▶ Task details: Find every line in the entries below that contains the word "shirt" and copy each of those lines.

(Excerpts from a pointing dataset)
++++++

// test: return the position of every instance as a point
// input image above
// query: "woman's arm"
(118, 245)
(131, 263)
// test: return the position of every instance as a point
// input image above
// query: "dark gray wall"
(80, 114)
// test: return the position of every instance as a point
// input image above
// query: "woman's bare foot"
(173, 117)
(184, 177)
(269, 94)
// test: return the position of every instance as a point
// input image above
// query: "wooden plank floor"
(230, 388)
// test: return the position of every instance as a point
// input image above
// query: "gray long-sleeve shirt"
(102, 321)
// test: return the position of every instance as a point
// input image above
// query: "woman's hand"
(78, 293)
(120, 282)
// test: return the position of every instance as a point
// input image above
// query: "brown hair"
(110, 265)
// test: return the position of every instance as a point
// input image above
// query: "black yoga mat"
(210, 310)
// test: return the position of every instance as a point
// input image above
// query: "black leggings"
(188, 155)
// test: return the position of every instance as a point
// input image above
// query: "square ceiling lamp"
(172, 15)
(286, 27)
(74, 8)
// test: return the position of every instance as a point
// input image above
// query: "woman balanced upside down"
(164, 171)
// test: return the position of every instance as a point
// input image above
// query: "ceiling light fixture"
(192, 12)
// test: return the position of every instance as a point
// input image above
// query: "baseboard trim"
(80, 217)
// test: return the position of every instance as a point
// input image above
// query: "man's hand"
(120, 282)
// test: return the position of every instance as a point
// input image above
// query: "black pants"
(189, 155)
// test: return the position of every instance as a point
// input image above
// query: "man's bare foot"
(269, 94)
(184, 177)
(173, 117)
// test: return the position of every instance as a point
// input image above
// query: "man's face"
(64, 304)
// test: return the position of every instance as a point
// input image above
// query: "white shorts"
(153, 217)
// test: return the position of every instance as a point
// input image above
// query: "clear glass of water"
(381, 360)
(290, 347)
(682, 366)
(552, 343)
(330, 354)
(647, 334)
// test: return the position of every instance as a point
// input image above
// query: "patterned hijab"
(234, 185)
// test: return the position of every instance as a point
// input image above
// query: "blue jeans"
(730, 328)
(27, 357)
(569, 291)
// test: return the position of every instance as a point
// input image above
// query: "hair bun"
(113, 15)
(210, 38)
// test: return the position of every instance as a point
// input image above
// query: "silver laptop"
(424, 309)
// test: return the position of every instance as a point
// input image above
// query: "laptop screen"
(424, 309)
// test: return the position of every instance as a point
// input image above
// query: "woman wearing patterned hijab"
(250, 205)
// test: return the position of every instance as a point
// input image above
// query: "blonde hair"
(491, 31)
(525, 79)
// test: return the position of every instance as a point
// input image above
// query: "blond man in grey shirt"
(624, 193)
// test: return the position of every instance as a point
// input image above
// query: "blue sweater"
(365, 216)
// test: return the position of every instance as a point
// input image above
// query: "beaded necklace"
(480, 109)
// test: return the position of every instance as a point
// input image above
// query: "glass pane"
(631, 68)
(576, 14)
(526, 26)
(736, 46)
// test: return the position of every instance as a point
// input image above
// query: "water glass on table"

++++++

▶ Full response:
// query: "gray long-sleeve shirt"
// query: "blond man in grey shirt"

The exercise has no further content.